(Work to be completed) Lines from the one containing "For the doorway" through the end of the data below are to be transcribed exactly; leave out all others.

(Data provided)
· · · · ·

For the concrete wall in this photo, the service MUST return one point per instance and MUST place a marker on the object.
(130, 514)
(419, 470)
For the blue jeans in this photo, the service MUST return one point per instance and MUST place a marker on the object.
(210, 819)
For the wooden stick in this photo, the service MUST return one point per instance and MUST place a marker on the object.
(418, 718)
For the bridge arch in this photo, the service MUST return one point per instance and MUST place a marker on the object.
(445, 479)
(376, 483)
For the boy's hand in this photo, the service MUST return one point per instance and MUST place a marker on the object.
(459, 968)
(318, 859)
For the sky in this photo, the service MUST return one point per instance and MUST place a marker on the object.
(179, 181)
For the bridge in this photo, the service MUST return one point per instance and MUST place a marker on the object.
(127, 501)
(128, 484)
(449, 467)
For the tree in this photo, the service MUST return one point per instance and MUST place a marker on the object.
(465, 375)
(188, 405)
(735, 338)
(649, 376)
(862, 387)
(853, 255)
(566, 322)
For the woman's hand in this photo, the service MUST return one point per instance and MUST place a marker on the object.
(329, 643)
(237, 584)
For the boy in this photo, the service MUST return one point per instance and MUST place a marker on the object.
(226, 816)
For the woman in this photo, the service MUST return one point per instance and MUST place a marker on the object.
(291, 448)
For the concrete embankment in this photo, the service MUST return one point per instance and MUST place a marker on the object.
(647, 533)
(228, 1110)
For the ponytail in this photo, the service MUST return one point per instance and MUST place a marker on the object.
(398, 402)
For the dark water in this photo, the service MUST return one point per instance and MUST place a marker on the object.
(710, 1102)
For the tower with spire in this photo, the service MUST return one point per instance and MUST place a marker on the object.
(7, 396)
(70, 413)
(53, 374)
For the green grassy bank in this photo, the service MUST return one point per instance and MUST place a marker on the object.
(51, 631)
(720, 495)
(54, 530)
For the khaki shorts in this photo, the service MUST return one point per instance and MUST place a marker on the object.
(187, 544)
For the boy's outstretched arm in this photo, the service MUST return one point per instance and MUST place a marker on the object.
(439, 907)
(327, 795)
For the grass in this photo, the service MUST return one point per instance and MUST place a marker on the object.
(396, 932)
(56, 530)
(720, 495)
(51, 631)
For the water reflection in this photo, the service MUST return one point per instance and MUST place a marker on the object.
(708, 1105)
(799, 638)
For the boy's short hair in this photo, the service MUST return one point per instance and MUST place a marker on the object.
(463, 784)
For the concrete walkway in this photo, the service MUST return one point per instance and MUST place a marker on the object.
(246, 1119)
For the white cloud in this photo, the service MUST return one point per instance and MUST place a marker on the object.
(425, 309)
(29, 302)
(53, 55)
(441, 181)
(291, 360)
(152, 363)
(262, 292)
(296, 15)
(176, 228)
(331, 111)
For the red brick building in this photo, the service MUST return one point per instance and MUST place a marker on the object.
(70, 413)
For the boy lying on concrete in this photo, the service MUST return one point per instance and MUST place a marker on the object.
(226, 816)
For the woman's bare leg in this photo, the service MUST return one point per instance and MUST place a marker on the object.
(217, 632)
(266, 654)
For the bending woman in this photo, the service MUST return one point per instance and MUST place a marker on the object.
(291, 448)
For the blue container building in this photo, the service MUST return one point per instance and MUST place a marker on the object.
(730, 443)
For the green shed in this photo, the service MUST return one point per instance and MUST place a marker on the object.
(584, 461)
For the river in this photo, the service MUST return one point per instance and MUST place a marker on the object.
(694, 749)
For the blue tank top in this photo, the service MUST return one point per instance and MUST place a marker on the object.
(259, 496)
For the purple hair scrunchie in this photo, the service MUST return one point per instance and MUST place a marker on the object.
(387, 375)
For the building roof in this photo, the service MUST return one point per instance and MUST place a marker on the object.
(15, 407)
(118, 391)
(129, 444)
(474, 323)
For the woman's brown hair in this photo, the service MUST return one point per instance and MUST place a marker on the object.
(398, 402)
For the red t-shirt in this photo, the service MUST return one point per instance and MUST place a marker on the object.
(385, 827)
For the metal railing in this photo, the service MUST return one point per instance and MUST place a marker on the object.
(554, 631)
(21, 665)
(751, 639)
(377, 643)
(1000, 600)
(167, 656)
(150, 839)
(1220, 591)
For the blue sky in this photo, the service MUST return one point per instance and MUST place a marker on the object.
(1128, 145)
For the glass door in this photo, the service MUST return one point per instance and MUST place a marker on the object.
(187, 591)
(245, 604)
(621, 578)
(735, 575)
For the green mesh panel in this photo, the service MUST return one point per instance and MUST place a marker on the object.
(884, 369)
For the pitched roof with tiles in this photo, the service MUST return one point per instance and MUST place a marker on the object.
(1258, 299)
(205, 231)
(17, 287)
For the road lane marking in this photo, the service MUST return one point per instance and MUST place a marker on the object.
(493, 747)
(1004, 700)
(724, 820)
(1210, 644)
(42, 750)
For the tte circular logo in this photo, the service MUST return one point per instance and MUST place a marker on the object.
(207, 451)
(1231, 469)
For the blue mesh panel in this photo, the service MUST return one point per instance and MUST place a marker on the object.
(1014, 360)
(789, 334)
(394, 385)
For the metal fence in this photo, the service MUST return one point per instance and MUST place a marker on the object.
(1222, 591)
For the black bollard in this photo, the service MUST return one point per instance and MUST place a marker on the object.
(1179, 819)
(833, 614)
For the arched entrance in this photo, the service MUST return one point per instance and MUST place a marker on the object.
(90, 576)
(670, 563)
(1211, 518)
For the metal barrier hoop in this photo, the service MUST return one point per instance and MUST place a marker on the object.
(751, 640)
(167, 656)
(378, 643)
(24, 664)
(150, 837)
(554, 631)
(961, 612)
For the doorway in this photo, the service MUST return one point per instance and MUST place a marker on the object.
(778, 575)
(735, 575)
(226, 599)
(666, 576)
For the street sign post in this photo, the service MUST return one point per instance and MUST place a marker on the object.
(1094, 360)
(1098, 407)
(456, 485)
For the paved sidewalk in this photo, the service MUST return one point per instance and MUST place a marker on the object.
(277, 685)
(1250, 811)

· · · · ·

(Written solution)
For the doorway in this photo, the service MUST return one point per instance and MUST place a marker on the object.
(778, 575)
(735, 575)
(226, 599)
(666, 576)
For the street sign post in this photo, the service MUST return one point per instance and MUST place a marker on the object.
(1094, 360)
(1098, 407)
(456, 485)
For the paved sidewalk in this photo, the service MUST return one point per instance and MUST place a marker on the object.
(277, 685)
(1250, 811)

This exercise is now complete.